• _Problem requirements_
Every record needs to be repeated exactly; its pictures do not.

(Natural-language object grounding data)
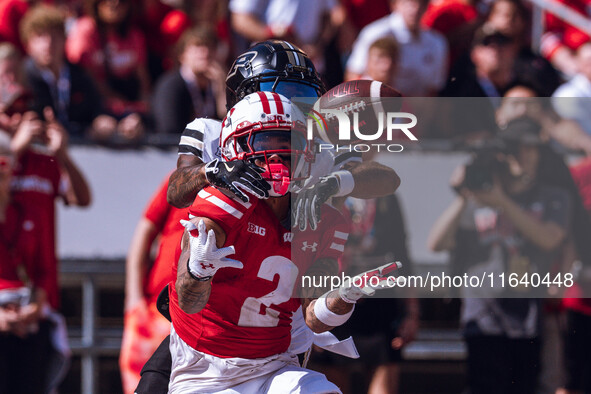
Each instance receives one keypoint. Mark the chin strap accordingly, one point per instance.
(278, 177)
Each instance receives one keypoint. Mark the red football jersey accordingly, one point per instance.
(166, 219)
(249, 311)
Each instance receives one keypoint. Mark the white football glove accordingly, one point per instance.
(352, 292)
(206, 258)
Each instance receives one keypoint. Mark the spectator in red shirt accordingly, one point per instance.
(11, 12)
(195, 89)
(24, 262)
(44, 169)
(144, 326)
(113, 50)
(561, 40)
(578, 308)
(61, 85)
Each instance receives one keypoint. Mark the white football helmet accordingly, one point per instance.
(266, 128)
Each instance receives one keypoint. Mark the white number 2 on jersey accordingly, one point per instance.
(250, 315)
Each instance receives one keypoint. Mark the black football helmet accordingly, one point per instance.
(273, 66)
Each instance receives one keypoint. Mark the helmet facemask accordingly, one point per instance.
(279, 151)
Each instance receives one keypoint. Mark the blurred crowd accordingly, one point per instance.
(117, 71)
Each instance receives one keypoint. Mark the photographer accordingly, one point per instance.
(509, 220)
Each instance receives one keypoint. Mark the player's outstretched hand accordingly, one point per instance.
(306, 208)
(363, 284)
(237, 175)
(206, 258)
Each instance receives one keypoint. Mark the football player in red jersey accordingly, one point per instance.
(232, 316)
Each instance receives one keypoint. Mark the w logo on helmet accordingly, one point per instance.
(312, 247)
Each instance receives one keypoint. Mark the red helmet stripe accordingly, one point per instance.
(265, 102)
(278, 103)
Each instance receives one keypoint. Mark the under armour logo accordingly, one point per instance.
(305, 246)
(228, 168)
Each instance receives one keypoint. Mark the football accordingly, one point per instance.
(370, 100)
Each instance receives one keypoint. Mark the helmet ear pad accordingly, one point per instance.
(279, 178)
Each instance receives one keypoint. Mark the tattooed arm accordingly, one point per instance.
(186, 181)
(194, 294)
(322, 268)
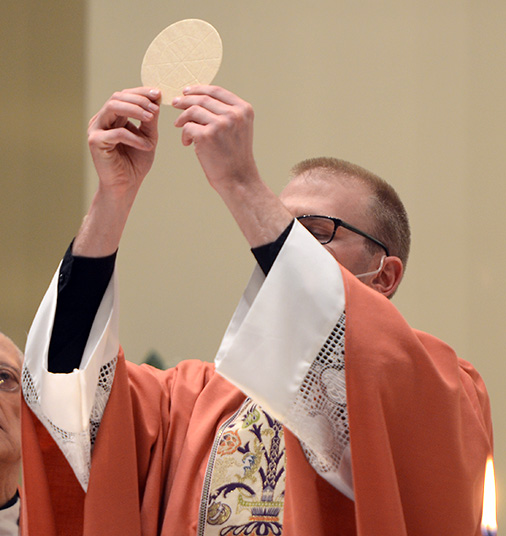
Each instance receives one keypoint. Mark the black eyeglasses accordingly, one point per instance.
(324, 228)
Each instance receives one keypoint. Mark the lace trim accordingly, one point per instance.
(320, 409)
(76, 447)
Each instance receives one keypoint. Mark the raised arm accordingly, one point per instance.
(220, 126)
(123, 154)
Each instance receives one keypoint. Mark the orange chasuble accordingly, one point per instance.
(420, 433)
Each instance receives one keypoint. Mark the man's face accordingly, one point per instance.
(10, 402)
(348, 200)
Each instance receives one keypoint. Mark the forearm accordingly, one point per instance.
(102, 227)
(257, 210)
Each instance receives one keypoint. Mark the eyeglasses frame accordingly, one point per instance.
(340, 223)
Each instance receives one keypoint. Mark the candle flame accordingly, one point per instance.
(489, 519)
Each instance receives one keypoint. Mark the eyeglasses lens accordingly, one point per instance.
(8, 381)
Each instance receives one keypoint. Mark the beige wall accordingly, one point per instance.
(412, 90)
(41, 147)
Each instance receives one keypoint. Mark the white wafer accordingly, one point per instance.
(185, 53)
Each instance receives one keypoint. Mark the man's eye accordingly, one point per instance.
(8, 381)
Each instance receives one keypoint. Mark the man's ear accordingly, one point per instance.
(387, 281)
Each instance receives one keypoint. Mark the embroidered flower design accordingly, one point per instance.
(229, 443)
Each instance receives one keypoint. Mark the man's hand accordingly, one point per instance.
(123, 154)
(220, 126)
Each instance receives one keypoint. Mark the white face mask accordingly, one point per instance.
(374, 272)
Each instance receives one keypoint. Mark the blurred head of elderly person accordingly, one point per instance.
(10, 407)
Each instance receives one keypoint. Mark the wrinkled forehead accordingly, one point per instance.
(9, 352)
(320, 191)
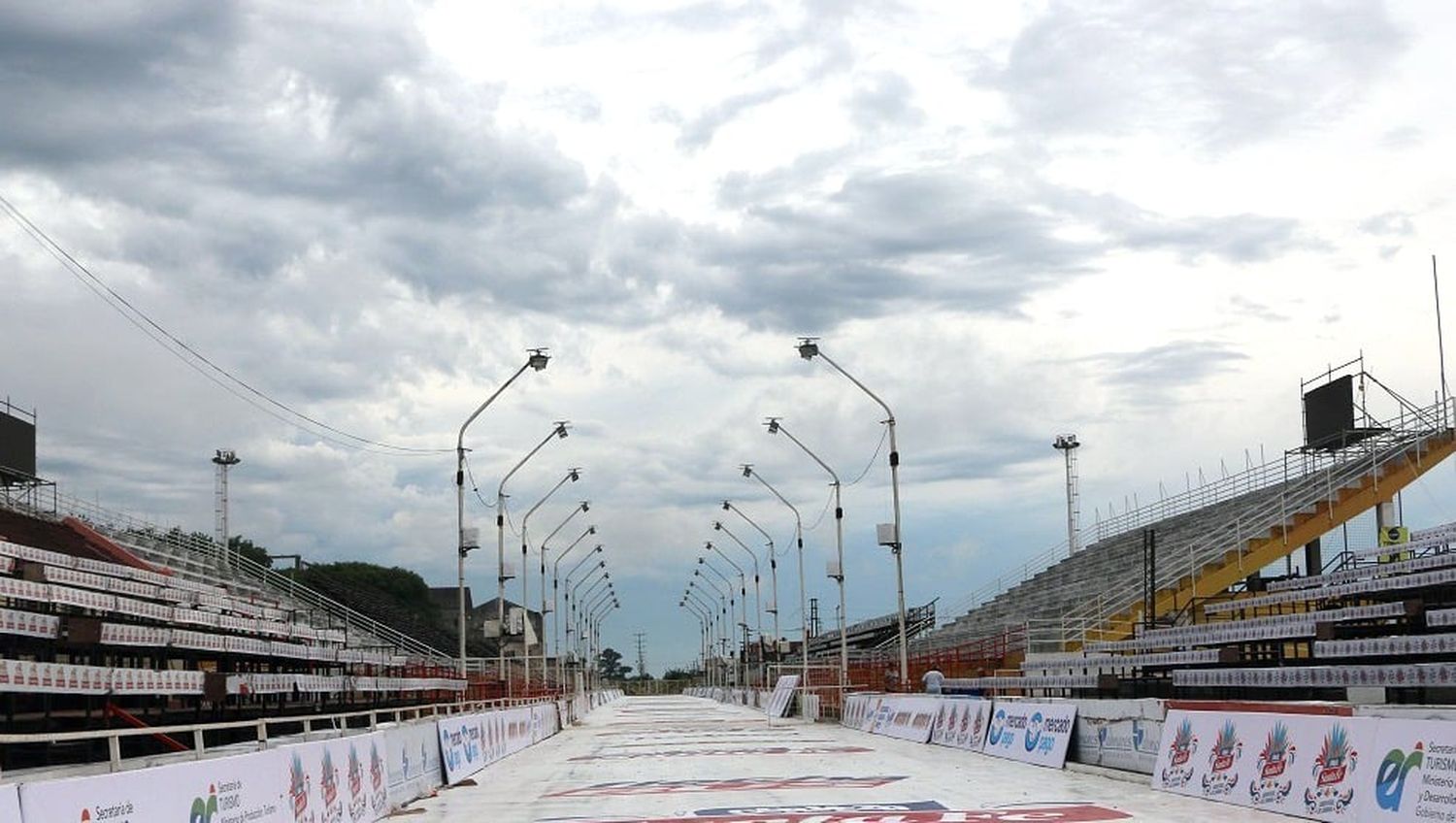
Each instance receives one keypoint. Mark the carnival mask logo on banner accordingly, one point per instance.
(355, 778)
(1179, 756)
(1334, 767)
(1274, 759)
(998, 727)
(204, 808)
(1389, 782)
(329, 790)
(1226, 752)
(1034, 727)
(299, 785)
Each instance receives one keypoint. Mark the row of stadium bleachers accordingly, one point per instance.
(1376, 624)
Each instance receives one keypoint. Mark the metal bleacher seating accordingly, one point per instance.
(137, 613)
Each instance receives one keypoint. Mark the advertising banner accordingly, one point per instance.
(1315, 767)
(908, 717)
(782, 694)
(1411, 773)
(961, 723)
(247, 787)
(335, 781)
(9, 803)
(414, 762)
(1120, 735)
(1031, 733)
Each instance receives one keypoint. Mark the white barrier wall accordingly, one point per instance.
(1031, 733)
(1118, 735)
(250, 787)
(347, 779)
(961, 723)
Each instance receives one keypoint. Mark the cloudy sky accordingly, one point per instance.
(1138, 220)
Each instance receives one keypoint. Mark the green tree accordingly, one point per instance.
(611, 665)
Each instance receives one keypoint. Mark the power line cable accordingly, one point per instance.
(195, 358)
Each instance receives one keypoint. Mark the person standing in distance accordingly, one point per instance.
(932, 680)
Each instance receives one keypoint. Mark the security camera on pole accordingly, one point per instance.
(536, 358)
(888, 537)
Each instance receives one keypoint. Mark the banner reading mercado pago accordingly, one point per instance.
(1315, 767)
(245, 787)
(1031, 733)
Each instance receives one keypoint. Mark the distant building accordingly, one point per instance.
(486, 613)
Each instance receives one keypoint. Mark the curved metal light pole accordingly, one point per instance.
(775, 427)
(573, 476)
(558, 432)
(757, 595)
(712, 609)
(696, 613)
(809, 346)
(728, 601)
(579, 509)
(574, 602)
(743, 595)
(774, 570)
(536, 358)
(798, 540)
(555, 598)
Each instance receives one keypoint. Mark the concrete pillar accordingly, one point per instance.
(1312, 558)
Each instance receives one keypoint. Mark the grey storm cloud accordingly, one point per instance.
(1225, 73)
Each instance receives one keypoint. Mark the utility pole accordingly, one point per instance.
(224, 459)
(1068, 444)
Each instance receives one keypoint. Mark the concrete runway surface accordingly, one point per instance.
(675, 758)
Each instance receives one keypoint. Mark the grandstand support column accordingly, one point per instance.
(775, 427)
(536, 358)
(558, 432)
(809, 346)
(804, 610)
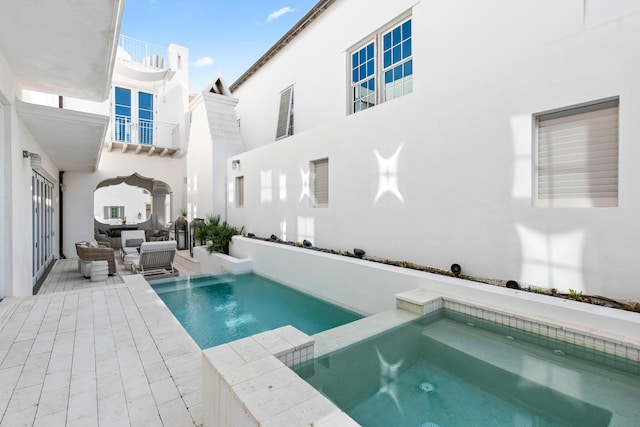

• _Answer section_
Each instance receives one keypoint. Mark the chin strap accordingly, one point per instance.
(278, 177)
Each instance receives one keypoint. Mark the red football jersey accordingly, one point per instance.
(166, 219)
(249, 311)
Each instance receives one keypoint. Mark the white football glove accordingly, one point per instance.
(352, 292)
(206, 258)
Each instance receives one keypoint. Mark the spectator in red shirt accordingly, one point per instance.
(11, 12)
(195, 89)
(24, 262)
(44, 169)
(144, 326)
(113, 50)
(561, 40)
(578, 308)
(61, 85)
Each instance receives one keypoint. Mark the white football helmet accordingly, one point per instance.
(266, 128)
Each instance receives one keypoint. Mark the white number 2 on jersey accordingly, one point per instance.
(250, 315)
Each instance receives one keypoint. Mark the black football helmet accordingly, one point per instance.
(273, 66)
Each instance receives one keypoint. Mark the helmet facemask accordingly, one point per instance.
(279, 151)
Each instance receives one keypoint. Mark the blurred crowd accordingly, one point per instance.
(117, 71)
Each instance receives one keypoint. Mark the photographer accordingly, one point per instance.
(509, 220)
Each instance receives one keypoint. Mark the player's outstretched hand accordingly, one point per instance.
(306, 208)
(363, 284)
(237, 175)
(206, 258)
Each instance receives one keypoint. Mark the football player in red jersey accordingly, one point per instance.
(232, 316)
Each instance receives one keypoint. Mark the w logo on helmet accordingly, one point per instance.
(312, 247)
Each instance receives one keypoint. Mark the red helmet stripe accordingly, one point per instance.
(265, 102)
(278, 103)
Each instance receives one keypoint. Mark the under armour logo accordingly, one point per instance.
(305, 246)
(228, 168)
Each instance receives one keypoint. Mark the football accordingly, one point per instance.
(370, 100)
Each instance receives one keypoint. Mark the helmet ear pad accordingly, one point per instance.
(279, 178)
Each instance receives one keypoint. Mark the tattooed arm accordingly, one point per instance.
(186, 181)
(194, 294)
(322, 268)
Each instance receives one keypoint. Mark the black eyeglasses accordingly, one point per instance.
(324, 228)
Each instance receives one keypoint. Mark the lace trim accordingly, one point per instance.
(320, 409)
(76, 447)
Each instance receives one keypoint. Mark the raised arm accordingly, one point per instance.
(220, 126)
(123, 154)
Each instance receives one keypoint. Mark the orange chasuble accordingly, one point per instance.
(420, 433)
Each instance receives one keypoint. Mark the man's face accordingly, one point per instance.
(10, 402)
(348, 200)
Each instance receives one keypoint. Mark the forearm accordingly, one point per instance.
(102, 227)
(257, 210)
Each instance receives one keypoint. Mark the eyeglasses frame accordingly, one point per instance.
(340, 223)
Each instance receives one keypoint. Mark the candle flame accordingly, one point per instance.
(489, 519)
Each instance receives one keypoint. Mark the eyeglasses lens accordingly, one point per instance.
(8, 381)
Each instance receives one keypoint. Mark the beige wall accordingly, one point per instance.
(412, 90)
(41, 147)
Each instance receives one keypoint. Mark the white wafer accordingly, one point per instance.
(185, 53)
Each instance receives one keypoint. Mark the man's eye accordingly, one point per instance.
(8, 381)
Each instance receives one keypoint. Mark the man's ear accordingly, one point per instance.
(387, 281)
Each instance receives one keypoint. Mark the embroidered flower design accordingly, one point per instance.
(229, 443)
Each instance receives one keypoint. Mark the man's hand accordingly, one point per instance.
(123, 154)
(220, 126)
Each instance receives one keypoint. Mark the white face mask accordingly, one point per instance.
(374, 272)
Each instance receives one keypoint. Mark the blurred head of elderly person accordingly, one point per instance.
(10, 407)
Each instance receives one keypoint. Mark the wrinkled forehead accordingly, one point per instance.
(9, 352)
(320, 191)
Each instance receives one keypoint. Mark the carnival mask logo on banner accordingly, one point per instance.
(355, 778)
(1179, 756)
(1334, 767)
(1274, 759)
(998, 727)
(204, 808)
(1389, 782)
(329, 790)
(1226, 752)
(1034, 727)
(299, 785)
Each instance receives one keypoint. Mark the row of stadium bleachers accordingly, one point per instance.
(1376, 624)
Each instance receives one keypoint. Mark the metal bleacher seating accordingly, one point per instance.
(137, 613)
Each instance receives one keypoint. Mark the advertising banner accordingly, one point per instance.
(1315, 767)
(908, 717)
(782, 694)
(1411, 773)
(961, 723)
(247, 787)
(335, 781)
(9, 803)
(414, 762)
(1120, 735)
(1031, 733)
Each instance receives one keypoint. Mark the white barrier wall accordingly, one point per instance.
(1031, 733)
(1118, 735)
(250, 787)
(347, 779)
(961, 723)
Each instance receives one keypoint. Mark the cloudy sky accordingly, one point per instance.
(1138, 220)
Each instance receives one keypoint. Mark the green tree accordingly, one point per instance.
(611, 665)
Each instance receives one keypoint. Mark the power line cable accordingly, one point per instance.
(195, 358)
Each instance receives one keypoint. Mark the person standing in distance accordingly, one point per instance.
(932, 680)
Each instance receives one keypoint. Mark the security camera on pole accordingly, one point per instance.
(536, 358)
(888, 537)
Each instance receives one keypoint. Mark the banner reading mercado pago accordingly, one point per instance.
(1315, 767)
(245, 787)
(1031, 733)
Each instance receives one keypoint. Mark the distant building accordingly, one point per instance.
(486, 613)
Each instance receives one keypoint. Mark the curved metal light pole accordingly, one point per instance.
(775, 427)
(573, 476)
(558, 432)
(757, 595)
(712, 609)
(696, 613)
(809, 346)
(728, 601)
(579, 509)
(574, 602)
(743, 595)
(774, 570)
(536, 358)
(798, 540)
(555, 598)
Each instance receives one keypoint. Mark the concrete pillar accordingly, one point per instance.
(1312, 558)
Each instance receives one keypoint. Mark the grey storm cloud accordingly, one point per instance.
(1225, 73)
Each instance receives one keypoint. Mark the utility pole accordingly, one point per instance.
(224, 459)
(1068, 444)
Each instance receives one keypoint. Mark the concrete runway surface accordingly, one point per instance.
(675, 758)
Each instance receives one keypoint. Mark the grandstand support column accordingly, one point per instance.
(775, 427)
(536, 358)
(558, 432)
(809, 346)
(804, 610)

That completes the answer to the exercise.